RECORDS:
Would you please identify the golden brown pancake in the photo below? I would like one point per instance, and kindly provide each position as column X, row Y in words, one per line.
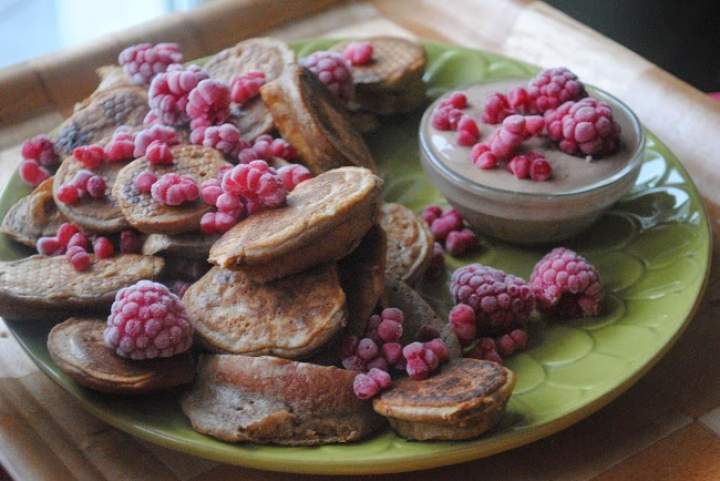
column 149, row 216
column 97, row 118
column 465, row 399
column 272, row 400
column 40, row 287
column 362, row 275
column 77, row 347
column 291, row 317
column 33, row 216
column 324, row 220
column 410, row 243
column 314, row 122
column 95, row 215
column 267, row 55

* * *

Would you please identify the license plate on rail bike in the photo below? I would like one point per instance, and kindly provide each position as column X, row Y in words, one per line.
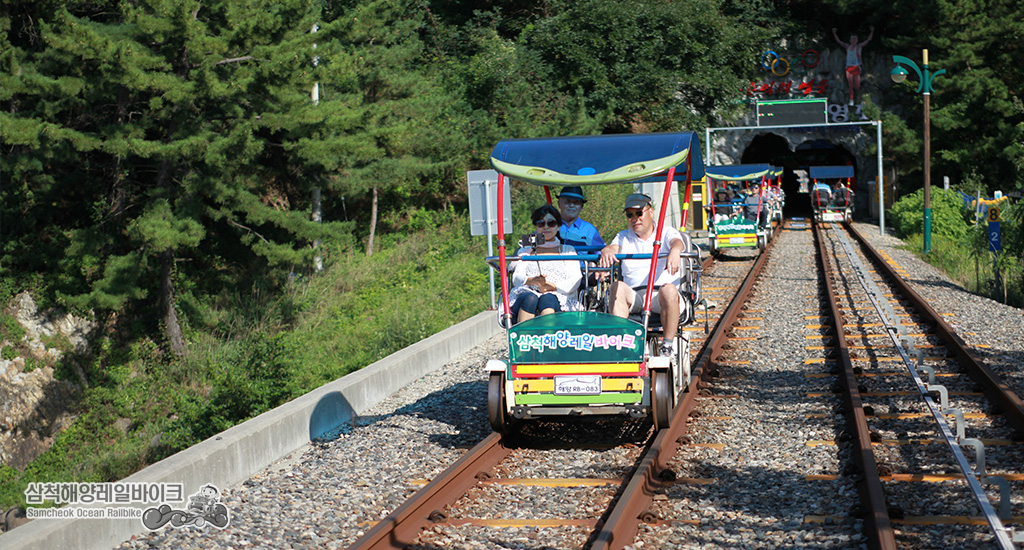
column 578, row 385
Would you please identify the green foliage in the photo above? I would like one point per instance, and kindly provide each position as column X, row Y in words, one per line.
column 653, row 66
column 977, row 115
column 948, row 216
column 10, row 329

WHAT IS BEING ASKED: Reproduce, word for word, every line between the line containing "Would you please identify the license" and the line containing "column 10, row 329", inclusive. Omit any pictures from your answer.

TASK OUTPUT:
Would you please identify the license plate on rail bike in the photo below? I would like one point per instance, and kindly provide each position as column X, row Y in words, one per line.
column 578, row 385
Would you please identify the green foliage in the photo above? I would like one point per instance, and kindly provide each position as column X, row Y in words, one per line.
column 653, row 66
column 977, row 115
column 948, row 216
column 10, row 329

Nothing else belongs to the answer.